EXCERPT |
- - - - -
It thus follows that the twenty signs were not merely names of years and days, but also designated the tribes and clans. The element-symbols which marked every fifth day and the years and constitute the major signs, likewise were the names of the four great divisions of the people, and of their respective chieftains. On the other hand the 4×4=16 minor signs, applied not only to days but to the 4×4=16 clans. At the same time the element names conveyed in a general way the occupation of each of the four divisions of people as well as their places of abode in reference to the capital. Accordingly, the earth people would specially attend to agriculture, mining, the manufacture of pottery, etc.; water people to irrigation, the furnishing of drinks, fishing, etc.; the fire people to all occupations which had to do with fire: the procuring of combustibles for fire and lighting, cooking, the working in metals, etc.
- - - - -
GIVEN INFORMATION |
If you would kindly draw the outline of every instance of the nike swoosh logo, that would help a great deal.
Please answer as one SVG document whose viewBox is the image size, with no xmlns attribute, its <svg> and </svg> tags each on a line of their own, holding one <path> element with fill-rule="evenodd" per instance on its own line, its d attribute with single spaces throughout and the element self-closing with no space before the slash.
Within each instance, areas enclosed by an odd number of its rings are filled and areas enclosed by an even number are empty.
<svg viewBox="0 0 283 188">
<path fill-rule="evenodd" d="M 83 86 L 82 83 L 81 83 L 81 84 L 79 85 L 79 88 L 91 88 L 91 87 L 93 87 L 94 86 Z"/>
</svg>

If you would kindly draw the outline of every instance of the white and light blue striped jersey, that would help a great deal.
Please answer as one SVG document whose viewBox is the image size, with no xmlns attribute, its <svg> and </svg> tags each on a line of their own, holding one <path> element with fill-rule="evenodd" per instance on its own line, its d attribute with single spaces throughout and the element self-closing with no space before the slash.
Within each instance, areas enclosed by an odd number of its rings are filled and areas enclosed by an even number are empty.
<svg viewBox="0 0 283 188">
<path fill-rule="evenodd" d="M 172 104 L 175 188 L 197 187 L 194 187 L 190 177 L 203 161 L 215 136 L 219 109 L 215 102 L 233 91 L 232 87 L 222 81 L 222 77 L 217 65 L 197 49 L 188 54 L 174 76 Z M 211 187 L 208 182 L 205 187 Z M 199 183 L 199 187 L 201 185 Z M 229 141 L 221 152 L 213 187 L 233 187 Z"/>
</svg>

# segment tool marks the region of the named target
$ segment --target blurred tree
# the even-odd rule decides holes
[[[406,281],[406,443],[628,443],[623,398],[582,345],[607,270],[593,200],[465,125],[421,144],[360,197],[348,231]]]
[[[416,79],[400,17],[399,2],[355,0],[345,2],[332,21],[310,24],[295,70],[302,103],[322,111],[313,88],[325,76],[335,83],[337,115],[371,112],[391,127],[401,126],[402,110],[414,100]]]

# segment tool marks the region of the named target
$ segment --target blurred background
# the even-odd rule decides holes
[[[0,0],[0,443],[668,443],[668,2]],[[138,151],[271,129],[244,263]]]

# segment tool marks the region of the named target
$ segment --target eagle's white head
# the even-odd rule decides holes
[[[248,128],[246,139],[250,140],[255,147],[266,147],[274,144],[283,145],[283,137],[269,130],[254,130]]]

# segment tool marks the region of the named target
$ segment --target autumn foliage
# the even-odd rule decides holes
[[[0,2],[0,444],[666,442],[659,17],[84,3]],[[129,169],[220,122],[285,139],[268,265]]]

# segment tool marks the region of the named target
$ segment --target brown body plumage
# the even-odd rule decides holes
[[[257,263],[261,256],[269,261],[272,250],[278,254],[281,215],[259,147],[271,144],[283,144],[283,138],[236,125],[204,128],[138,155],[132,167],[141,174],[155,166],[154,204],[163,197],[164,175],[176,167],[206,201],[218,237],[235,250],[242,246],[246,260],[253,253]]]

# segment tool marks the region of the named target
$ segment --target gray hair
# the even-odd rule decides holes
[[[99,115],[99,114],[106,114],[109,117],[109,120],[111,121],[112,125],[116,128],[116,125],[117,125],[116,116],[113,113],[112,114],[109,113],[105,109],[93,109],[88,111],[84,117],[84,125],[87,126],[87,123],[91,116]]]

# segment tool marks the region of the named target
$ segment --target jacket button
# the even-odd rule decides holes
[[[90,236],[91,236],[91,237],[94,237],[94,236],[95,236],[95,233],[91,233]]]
- - - - -
THINGS TO DO |
**1.** Reproduce the passage on the twenty signs in full, without any changes.
**2.** How many lines of the records contain the word "would"? Reply with the number alone.

EXERCISE RESULTS |
**1.**
It thus follows that the twenty signs were not merely names of years and days, but also designated the tribes and clans. The element-symbols which marked every fifth day and the years and constitute the major signs, likewise were the names of the four great divisions of the people, and of their respective chieftains. On the other hand the 4×4=16 minor signs, applied not only to days but to the 4×4=16 clans. At the same time the element names conveyed in a general way the occupation of each of the four divisions of people as well as their places of abode in reference to the capital. Accordingly, the earth people would specially attend to agriculture, mining, the manufacture of pottery, etc.; water people to irrigation, the furnishing of drinks, fishing, etc.; the fire people to all occupations which had to do with fire: the procuring of combustibles for fire and lighting, cooking, the working in metals, etc.

**2.** 2